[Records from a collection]
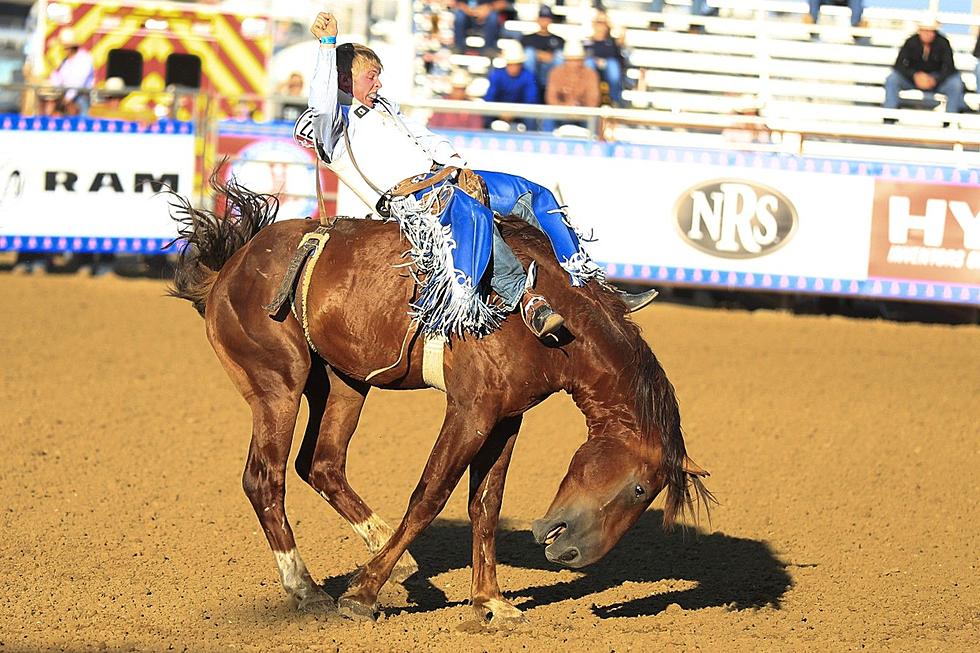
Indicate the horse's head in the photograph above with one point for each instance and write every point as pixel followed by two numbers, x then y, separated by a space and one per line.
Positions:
pixel 610 482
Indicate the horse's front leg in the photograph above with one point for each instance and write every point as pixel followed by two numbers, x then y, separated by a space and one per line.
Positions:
pixel 463 433
pixel 488 471
pixel 335 406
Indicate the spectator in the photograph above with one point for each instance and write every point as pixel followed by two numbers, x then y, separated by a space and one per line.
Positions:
pixel 976 53
pixel 292 88
pixel 512 83
pixel 107 103
pixel 572 83
pixel 606 57
pixel 698 7
pixel 857 8
pixel 925 62
pixel 485 14
pixel 543 49
pixel 76 71
pixel 459 82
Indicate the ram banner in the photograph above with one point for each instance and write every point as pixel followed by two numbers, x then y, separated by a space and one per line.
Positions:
pixel 76 184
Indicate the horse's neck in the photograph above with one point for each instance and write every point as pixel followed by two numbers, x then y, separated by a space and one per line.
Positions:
pixel 601 390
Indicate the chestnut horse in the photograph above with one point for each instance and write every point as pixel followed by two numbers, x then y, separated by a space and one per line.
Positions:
pixel 358 321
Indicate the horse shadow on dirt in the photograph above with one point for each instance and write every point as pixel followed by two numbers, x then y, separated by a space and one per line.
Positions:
pixel 730 572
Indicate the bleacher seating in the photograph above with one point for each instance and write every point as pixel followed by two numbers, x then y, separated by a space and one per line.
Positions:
pixel 762 53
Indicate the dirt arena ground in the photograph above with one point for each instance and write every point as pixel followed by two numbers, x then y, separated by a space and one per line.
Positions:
pixel 845 454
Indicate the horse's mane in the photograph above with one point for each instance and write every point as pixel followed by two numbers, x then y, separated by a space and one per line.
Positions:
pixel 654 402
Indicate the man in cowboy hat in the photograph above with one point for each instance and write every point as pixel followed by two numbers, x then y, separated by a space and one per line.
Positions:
pixel 925 62
pixel 372 147
pixel 76 71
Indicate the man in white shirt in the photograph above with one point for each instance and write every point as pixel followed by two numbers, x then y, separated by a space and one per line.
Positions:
pixel 76 71
pixel 346 113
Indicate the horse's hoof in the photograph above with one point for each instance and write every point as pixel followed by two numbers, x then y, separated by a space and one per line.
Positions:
pixel 405 568
pixel 355 610
pixel 498 614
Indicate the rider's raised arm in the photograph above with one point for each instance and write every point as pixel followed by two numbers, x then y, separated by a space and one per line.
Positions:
pixel 437 146
pixel 324 100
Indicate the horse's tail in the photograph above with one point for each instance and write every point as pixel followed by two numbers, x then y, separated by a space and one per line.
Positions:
pixel 208 239
pixel 682 475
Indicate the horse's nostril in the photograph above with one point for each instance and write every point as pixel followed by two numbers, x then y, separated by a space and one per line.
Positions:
pixel 568 556
pixel 554 534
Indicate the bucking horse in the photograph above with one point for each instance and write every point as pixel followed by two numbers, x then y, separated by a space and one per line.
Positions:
pixel 340 343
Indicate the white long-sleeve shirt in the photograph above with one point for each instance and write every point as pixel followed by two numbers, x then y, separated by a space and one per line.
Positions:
pixel 389 147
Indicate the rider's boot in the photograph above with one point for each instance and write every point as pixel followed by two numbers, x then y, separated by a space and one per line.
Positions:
pixel 538 315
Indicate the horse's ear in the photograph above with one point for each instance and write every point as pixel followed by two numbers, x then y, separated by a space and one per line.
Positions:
pixel 691 467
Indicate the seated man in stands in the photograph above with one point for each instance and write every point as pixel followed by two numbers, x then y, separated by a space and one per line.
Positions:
pixel 486 14
pixel 572 83
pixel 543 49
pixel 606 57
pixel 976 53
pixel 513 83
pixel 459 81
pixel 925 62
pixel 857 8
pixel 698 8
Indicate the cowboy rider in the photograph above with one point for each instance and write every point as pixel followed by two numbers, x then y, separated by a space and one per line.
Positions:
pixel 390 147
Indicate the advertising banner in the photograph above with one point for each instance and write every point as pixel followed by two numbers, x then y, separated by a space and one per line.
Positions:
pixel 265 159
pixel 754 220
pixel 926 232
pixel 76 184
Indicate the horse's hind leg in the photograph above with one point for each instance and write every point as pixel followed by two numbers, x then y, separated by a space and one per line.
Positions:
pixel 272 383
pixel 488 471
pixel 335 407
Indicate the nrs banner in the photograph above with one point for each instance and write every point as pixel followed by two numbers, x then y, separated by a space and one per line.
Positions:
pixel 77 184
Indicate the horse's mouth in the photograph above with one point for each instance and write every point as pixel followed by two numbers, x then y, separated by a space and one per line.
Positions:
pixel 554 534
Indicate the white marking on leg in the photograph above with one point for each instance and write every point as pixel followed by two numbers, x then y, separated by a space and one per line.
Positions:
pixel 501 609
pixel 297 582
pixel 292 571
pixel 374 531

Task brief. Quote all of the entries above word for word, omitting the pictures.

Solution to this exercise.
Indicate the horse's head in the photograph above with one point for each instance and write every point as pixel followed by two numbers, x then y, separated by a space and one per line.
Positions:
pixel 610 482
Indicate the horse's front leg in the photograph above with one point for each instance and write every point as pixel followed by two numbers, x then y, separated by a space and one per line.
Positions:
pixel 463 433
pixel 488 471
pixel 335 406
Indicate the spectator in the photograph above with one point for each instance and write every point as pixel followed by two numbers, x then y, separated by a space and one per line.
Positions:
pixel 976 53
pixel 292 88
pixel 512 83
pixel 107 103
pixel 572 83
pixel 606 57
pixel 698 7
pixel 857 8
pixel 925 62
pixel 485 14
pixel 543 49
pixel 76 71
pixel 459 82
Indicate the ram banner in the photograph above with one point for each instance and write every point as pixel followed by two numbers, x then y, separated by a space and one per line.
Positions:
pixel 76 184
Indicate the horse's neck in the photograph above with one point for each instance and write every point as pixel followed by two numbers, x then y, separated by a space and one per line.
Positions:
pixel 601 390
Indicate the chestnut horse in the photograph above with one point for each instance and write every point as pixel followed by two numbers, x then y, separated by a space and one per line.
Positions:
pixel 358 321
Indicate the horse shadow on dirt in the photograph above with one point for each instance and write every point as pixel followed by two numbers, x then y, separated by a space and one per line.
Positions:
pixel 730 572
Indicate the bleacher seating in the photograph above with one point for each instance and write every point as pixel followed by two numbers, x then y, separated by a space and one per line.
Positions:
pixel 762 53
Indicate the dirt arena ground in the photograph above with one point for each instance and write every point as pixel followed by two numbers, x then y, separated by a space and one per line.
Positions:
pixel 845 454
Indicate the horse's mane in the photograph above with one point for each instance and write every point as pixel followed by two numbers, x then y, separated by a space and one per line.
Positions:
pixel 654 402
Indicate the man in cowboy hat in the photograph above with one point for each instance and write every point as pixel followed by two numbers, x then y, separated by a space and one per line.
Positions:
pixel 925 62
pixel 372 147
pixel 76 71
Indicate the man in white shirt in the photograph above with one point for each instance and write every point as pixel followed by two numbers, x then y, separated by a space and one per line.
Positions:
pixel 76 71
pixel 346 113
Indicate the horse's hoof in the photograph above with one point for each instance and write every point as pixel followed by two numbers, x then y, separated by a space and one per line.
Positions:
pixel 405 568
pixel 355 610
pixel 498 614
Indicate the rider's raised arm in the photograph above with one point for each instance and write every point as pixel followed by two numbers, x then y, separated by a space and one per line.
Positions:
pixel 437 146
pixel 324 100
Indicate the horse's tail in the photograph above with one point for each instance and write every point as pixel followed by two numbers, x then y, separated by a space and one per line.
Positions:
pixel 208 239
pixel 682 475
Indicate the horse's nostril in the photograph above with one point for each instance and write every point as pixel followed by two numbers, x then y, separated by a space and one per line.
Positions:
pixel 568 556
pixel 554 534
Indicate the bucking horse in the photograph above with one point for each instance and write every point as pixel followed by two numbers, x then y, separated by a space and one per line.
Positions:
pixel 340 343
Indicate the white long-sleeve shirt in the photograph above with one point for each instance and write every point as pixel followed by two numbers, x then y, separated by a space and one per line.
Positions:
pixel 389 147
Indicate the rider's boot in the photograph above with one point for each instance and write every point as pixel followed by two numbers, x then y, separated by a space and one per line.
Positions:
pixel 538 315
Indicate the horse's ear in the photograph above with one point for each instance and write every point as pixel followed by two numbers, x then y, separated by a space and one per line.
Positions:
pixel 691 467
Indicate the seated man in stands in the photograph above with one point for each instance and write every point as pixel followed by two numbers, x then y, separated by a space and one per line.
Positions:
pixel 486 14
pixel 572 83
pixel 543 49
pixel 606 57
pixel 976 53
pixel 513 83
pixel 459 81
pixel 925 62
pixel 857 8
pixel 698 8
Indicate the cowboy rider in the photograph above with one point for each instance and write every point as pixel followed by two numbers, x then y, separated by a space and one per line.
Positions:
pixel 390 147
Indicate the advertising banner in the photograph above with one point for each instance and write every point as pixel followed by two numbers, x then y, separated by a space and one per line.
Positions:
pixel 265 159
pixel 754 220
pixel 926 232
pixel 76 184
Indicate the horse's hind leg in the photograph above with one point for each instance and write every point as pixel followed by two numbers, x then y, separated by a space and one per line.
Positions:
pixel 272 383
pixel 488 471
pixel 335 407
Indicate the nrs banner in the photograph above with one point for each instance and write every point as pixel followed by two numbers, x then y, separated by a space and one per line.
Positions:
pixel 77 184
Indicate the horse's mouth in the photograph above with one point for each instance and write every point as pixel followed by two numbers, x then y, separated by a space and one per line.
Positions:
pixel 554 534
Indicate the white marking on leg in the photograph above with one point for each instance and write every point as pixel followed by two numbers, x then y, separated by a space and one per line.
Positions:
pixel 501 609
pixel 297 582
pixel 292 571
pixel 374 531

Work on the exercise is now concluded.